# [WHAT IS ASKED]
Return all the data, word for word.

# [RECORDS PROVIDED]
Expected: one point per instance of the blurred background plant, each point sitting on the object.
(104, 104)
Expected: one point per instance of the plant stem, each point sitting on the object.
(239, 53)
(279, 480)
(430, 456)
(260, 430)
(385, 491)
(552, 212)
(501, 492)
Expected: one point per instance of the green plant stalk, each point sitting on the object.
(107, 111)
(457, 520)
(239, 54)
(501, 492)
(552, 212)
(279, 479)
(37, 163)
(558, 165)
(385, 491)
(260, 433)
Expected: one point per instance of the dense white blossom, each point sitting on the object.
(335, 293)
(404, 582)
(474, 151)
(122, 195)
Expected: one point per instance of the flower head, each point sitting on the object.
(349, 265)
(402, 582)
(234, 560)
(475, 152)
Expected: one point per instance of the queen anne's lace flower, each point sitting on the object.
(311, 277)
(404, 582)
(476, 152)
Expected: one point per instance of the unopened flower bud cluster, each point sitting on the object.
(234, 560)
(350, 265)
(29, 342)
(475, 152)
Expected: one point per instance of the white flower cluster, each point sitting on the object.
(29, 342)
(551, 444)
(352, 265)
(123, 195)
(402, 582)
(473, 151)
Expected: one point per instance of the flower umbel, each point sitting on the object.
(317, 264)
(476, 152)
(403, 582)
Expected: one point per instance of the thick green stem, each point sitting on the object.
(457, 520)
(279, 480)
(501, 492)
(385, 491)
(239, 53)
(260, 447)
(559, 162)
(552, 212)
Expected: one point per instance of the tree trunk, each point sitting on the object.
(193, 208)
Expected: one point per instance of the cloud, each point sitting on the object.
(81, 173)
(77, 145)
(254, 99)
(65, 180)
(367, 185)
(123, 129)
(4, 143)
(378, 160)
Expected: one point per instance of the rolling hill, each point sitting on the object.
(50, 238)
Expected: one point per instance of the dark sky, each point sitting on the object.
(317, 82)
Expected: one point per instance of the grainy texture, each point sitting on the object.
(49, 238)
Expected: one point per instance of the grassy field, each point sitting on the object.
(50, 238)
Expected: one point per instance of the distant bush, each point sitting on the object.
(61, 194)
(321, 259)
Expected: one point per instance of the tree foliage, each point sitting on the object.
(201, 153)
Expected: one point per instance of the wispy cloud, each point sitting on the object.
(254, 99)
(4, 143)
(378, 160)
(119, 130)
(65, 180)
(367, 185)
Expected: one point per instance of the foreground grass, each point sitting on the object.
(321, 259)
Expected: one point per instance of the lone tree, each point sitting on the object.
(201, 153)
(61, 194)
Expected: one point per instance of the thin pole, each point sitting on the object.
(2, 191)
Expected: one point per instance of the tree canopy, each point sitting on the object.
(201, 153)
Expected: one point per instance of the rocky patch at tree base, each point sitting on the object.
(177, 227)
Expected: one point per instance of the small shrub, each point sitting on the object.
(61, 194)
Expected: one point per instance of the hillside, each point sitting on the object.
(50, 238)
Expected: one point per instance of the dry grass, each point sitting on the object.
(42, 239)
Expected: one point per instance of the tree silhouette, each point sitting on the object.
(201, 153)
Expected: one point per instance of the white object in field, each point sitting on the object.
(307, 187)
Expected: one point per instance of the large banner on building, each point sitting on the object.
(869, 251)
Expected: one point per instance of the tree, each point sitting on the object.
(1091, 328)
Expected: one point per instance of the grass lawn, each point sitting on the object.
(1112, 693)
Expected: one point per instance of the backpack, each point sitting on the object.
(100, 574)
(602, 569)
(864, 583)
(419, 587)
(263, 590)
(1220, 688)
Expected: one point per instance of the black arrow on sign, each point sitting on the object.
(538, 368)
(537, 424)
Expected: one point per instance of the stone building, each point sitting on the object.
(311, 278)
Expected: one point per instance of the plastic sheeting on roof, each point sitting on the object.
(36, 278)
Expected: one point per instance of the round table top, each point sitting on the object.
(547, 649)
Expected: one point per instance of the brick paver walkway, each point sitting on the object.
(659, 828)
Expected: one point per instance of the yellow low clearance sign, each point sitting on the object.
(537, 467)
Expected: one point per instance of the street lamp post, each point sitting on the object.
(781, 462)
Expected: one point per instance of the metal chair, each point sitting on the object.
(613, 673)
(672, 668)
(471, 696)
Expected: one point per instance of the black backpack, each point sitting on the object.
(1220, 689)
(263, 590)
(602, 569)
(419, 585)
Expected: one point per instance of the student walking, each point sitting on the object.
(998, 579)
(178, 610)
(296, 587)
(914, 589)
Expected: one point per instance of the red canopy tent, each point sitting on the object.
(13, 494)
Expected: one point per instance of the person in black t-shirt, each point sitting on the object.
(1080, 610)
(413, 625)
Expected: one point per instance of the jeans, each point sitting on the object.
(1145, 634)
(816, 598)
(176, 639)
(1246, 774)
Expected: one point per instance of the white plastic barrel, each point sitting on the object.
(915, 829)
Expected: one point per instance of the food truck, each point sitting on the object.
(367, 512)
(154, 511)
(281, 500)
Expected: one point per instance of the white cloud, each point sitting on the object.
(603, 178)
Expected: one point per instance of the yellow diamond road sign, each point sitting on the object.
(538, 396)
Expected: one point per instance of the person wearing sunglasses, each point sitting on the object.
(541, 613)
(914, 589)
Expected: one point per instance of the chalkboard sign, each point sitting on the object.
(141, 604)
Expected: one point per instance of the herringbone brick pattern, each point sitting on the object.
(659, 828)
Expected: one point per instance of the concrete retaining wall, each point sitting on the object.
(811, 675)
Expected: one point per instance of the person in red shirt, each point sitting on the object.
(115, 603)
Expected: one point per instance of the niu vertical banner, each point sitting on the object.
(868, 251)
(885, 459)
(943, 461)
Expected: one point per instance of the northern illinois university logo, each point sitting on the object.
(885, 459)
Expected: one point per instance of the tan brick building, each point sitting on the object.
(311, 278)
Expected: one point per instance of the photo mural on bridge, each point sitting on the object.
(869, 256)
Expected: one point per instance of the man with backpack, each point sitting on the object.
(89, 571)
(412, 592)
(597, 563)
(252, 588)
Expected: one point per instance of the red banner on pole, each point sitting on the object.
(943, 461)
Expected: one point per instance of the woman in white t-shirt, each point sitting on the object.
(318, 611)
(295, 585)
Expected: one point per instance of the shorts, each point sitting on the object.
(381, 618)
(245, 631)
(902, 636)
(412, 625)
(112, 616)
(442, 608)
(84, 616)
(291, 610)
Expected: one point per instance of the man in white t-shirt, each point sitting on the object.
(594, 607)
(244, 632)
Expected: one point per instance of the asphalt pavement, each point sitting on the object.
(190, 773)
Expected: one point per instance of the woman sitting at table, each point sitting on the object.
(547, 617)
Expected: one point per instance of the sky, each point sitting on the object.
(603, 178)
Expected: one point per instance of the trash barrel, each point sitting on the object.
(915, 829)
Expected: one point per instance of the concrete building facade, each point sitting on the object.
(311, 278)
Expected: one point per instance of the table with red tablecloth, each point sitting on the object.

# [THE RESPONSE]
Expected: one point per instance of the blurred background plant, each point sitting on the object.
(104, 104)
Expected: one point per instance of the plant stem, each point sitting on the object.
(239, 53)
(279, 480)
(430, 456)
(260, 430)
(385, 491)
(552, 212)
(501, 492)
Expected: one point per instance of the green plant stalk, each point sitting on the object.
(107, 111)
(457, 520)
(239, 54)
(501, 492)
(552, 212)
(279, 479)
(37, 163)
(558, 165)
(385, 491)
(260, 433)
Expected: one point per instance of the dense white blossom, each point sitting on the object.
(335, 293)
(404, 582)
(474, 151)
(122, 195)
Expected: one point per instance of the flower head, each point sitting on the object.
(349, 265)
(402, 582)
(234, 560)
(475, 152)
Expected: one point per instance of the queen anne's lace flower, each point sitting on the object.
(311, 277)
(404, 582)
(476, 152)
Expected: one point per instance of the unopened flower bud cluster, each point sitting on the object.
(234, 560)
(350, 265)
(29, 342)
(475, 152)
Expected: one point per instance of the white flower cluster, each point sitting on the object.
(29, 342)
(551, 444)
(352, 265)
(123, 195)
(402, 582)
(473, 151)
Expected: one point per instance of the flower umbel, each point sitting on the object.
(317, 264)
(476, 152)
(403, 582)
Expected: one point per instance of the thick green stem, each point sitting on the object.
(457, 520)
(279, 480)
(501, 492)
(385, 491)
(239, 53)
(260, 447)
(559, 162)
(552, 212)
Expected: one point per instance of the tree trunk, each point sitting on the object.
(193, 208)
Expected: one point per instance of the cloud, each point sitting on the object.
(81, 173)
(77, 145)
(254, 99)
(65, 180)
(367, 185)
(123, 129)
(4, 143)
(378, 160)
Expected: one point per instance of the rolling hill, each point sitting on the object.
(50, 238)
Expected: one point per instance of the dark sky, each point sitting on the object.
(317, 82)
Expected: one point per instance of the grainy texture, each point sitting on the object.
(49, 238)
Expected: one point per instance of the grassy field, each point sitting on the object.
(50, 238)
Expected: one point per instance of the distant bush, each point sitting on the object.
(61, 194)
(321, 259)
Expected: one point per instance of the tree foliage, each point sitting on the object.
(201, 153)
Expected: one point per instance of the wispy cloud, each point sitting on the object.
(254, 99)
(4, 143)
(378, 160)
(119, 130)
(65, 180)
(367, 185)
Expected: one point per instance of the foreground grass, each point sitting on the object.
(321, 259)
Expected: one point per instance of the lone tree, each point sitting on the object.
(201, 153)
(61, 194)
Expected: one point per instance of the thin pole, each point sitting on the object.
(2, 191)
Expected: one point per instance of the tree canopy, each point sitting on the object.
(201, 153)
Expected: one point per instance of the rocky patch at tree base, each point sitting on the object.
(177, 227)
Expected: one point per instance of the small shrub, each point sitting on the object.
(61, 194)
Expected: one point per instance of the hillside, each point sitting on the object.
(50, 238)
Expected: one point per instance of the dry grass, each point sitting on the object.
(42, 239)
Expected: one point per instance of the tree silhouette, each point sitting on the object.
(201, 153)
Expected: one point per instance of the white object in field, each point sitting on the object.
(307, 187)
Expected: one point per instance of the large banner on building, each point sitting on the object.
(869, 251)
Expected: one point per instance of the tree, each point sitting on the object.
(1091, 328)
Expected: one point per instance of the grass lawn, each point sitting on the object.
(1112, 693)
Expected: one point per instance of the backpack, each point sitting on the object.
(100, 574)
(602, 569)
(864, 583)
(419, 587)
(263, 590)
(1220, 688)
Expected: one point per instance of the black arrow on sign, each point sitting on the object.
(538, 368)
(537, 424)
Expected: one point per instance of the stone building, each point sitting on the object.
(311, 278)
Expected: one point per instance of the plastic sheeting on roof, each point sitting on the object.
(36, 278)
Expected: one point per instance of the round table top, each point sitting on the object.
(547, 649)
Expected: one point per instance of the brick paver walkway, each point sitting on the object.
(659, 828)
Expected: one point per instance of the yellow low clearance sign, each point sitting on the object.
(537, 467)
Expected: one point per instance of the street lamp post, each point sitting on the object.
(781, 462)
Expected: one point per instance of the metal chair, each point sitting on the object.
(613, 673)
(672, 668)
(471, 696)
Expected: one point per instance of the black backpack, each point sitting on the object.
(1220, 689)
(263, 590)
(602, 569)
(419, 585)
Expected: one point per instance of the student walking, each point sitting on the object.
(998, 579)
(178, 610)
(296, 587)
(914, 589)
Expected: one point per instance of the red canopy tent, each point sitting on the object.
(13, 494)
Expected: one point per instance of the person in black t-shirt, each point sitting on the object.
(1080, 610)
(413, 625)
Expected: one point per instance of the jeans, each point sitting on the object.
(1145, 634)
(816, 598)
(176, 639)
(1246, 774)
Expected: one point per instance of the white plastic barrel, each point sitting on the object.
(915, 829)
Expected: one point per instance of the food truck, each point sitting on the object.
(367, 512)
(154, 511)
(281, 500)
Expected: one point per instance of the white cloud, each point sitting on the object.
(603, 178)
Expected: one point per instance of the yellow diamond road sign, each point sitting on the object.
(538, 396)
Expected: one point per instance of the person wearing sunglasses, each point sitting on the object.
(541, 613)
(914, 589)
Expected: one point per instance of the chalkboard sign, each point sitting on the object.
(141, 604)
Expected: one point per instance of the herringbone brick pattern, each point sitting on the object.
(659, 828)
Expected: one point per instance of the concrete retaining wall, each point sitting on the object.
(811, 675)
Expected: one point per instance of the person in red shirt, each point sitting on the object.
(115, 603)
Expected: one point per instance of the niu vertical banner, each point sitting on the object.
(868, 251)
(885, 459)
(943, 461)
Expected: one point per instance of the northern illinois university logo, each point sitting on the object.
(885, 459)
Expected: one point per instance of the tan brick building, each point sitting on the object.
(311, 278)
Expected: one point per instance of the photo mural on bridge, each point sitting on the object.
(869, 256)
Expected: one point per instance of the man with backpack, each point sitting on the object.
(89, 571)
(412, 592)
(597, 563)
(252, 588)
Expected: one point per instance of the red banner on pole, each point sitting on the object.
(943, 461)
Expected: one point per instance of the woman in white t-shirt, each point sitting on the object.
(318, 611)
(295, 585)
Expected: one point per instance of the shorts, each point sitting on the object.
(381, 618)
(245, 631)
(902, 636)
(412, 625)
(112, 616)
(442, 608)
(84, 616)
(291, 610)
Expected: one point per instance of the man in white t-shirt, each point sitting on the object.
(594, 607)
(244, 632)
Expected: one point per instance of the asphalt pavement, each point sitting on the object.
(190, 773)
Expected: one point per instance of the woman sitting at table, each point sitting on the object.
(547, 617)
Expected: one point per instance of the sky, each point sitting on the object.
(603, 178)
Expected: one point per instance of the trash barrel, each point sitting on the object.
(915, 829)
Expected: one point per instance of the concrete building facade, each point sitting on the object.
(311, 278)
Expected: one point per instance of the table with red tablecloth, each point sitting on the object.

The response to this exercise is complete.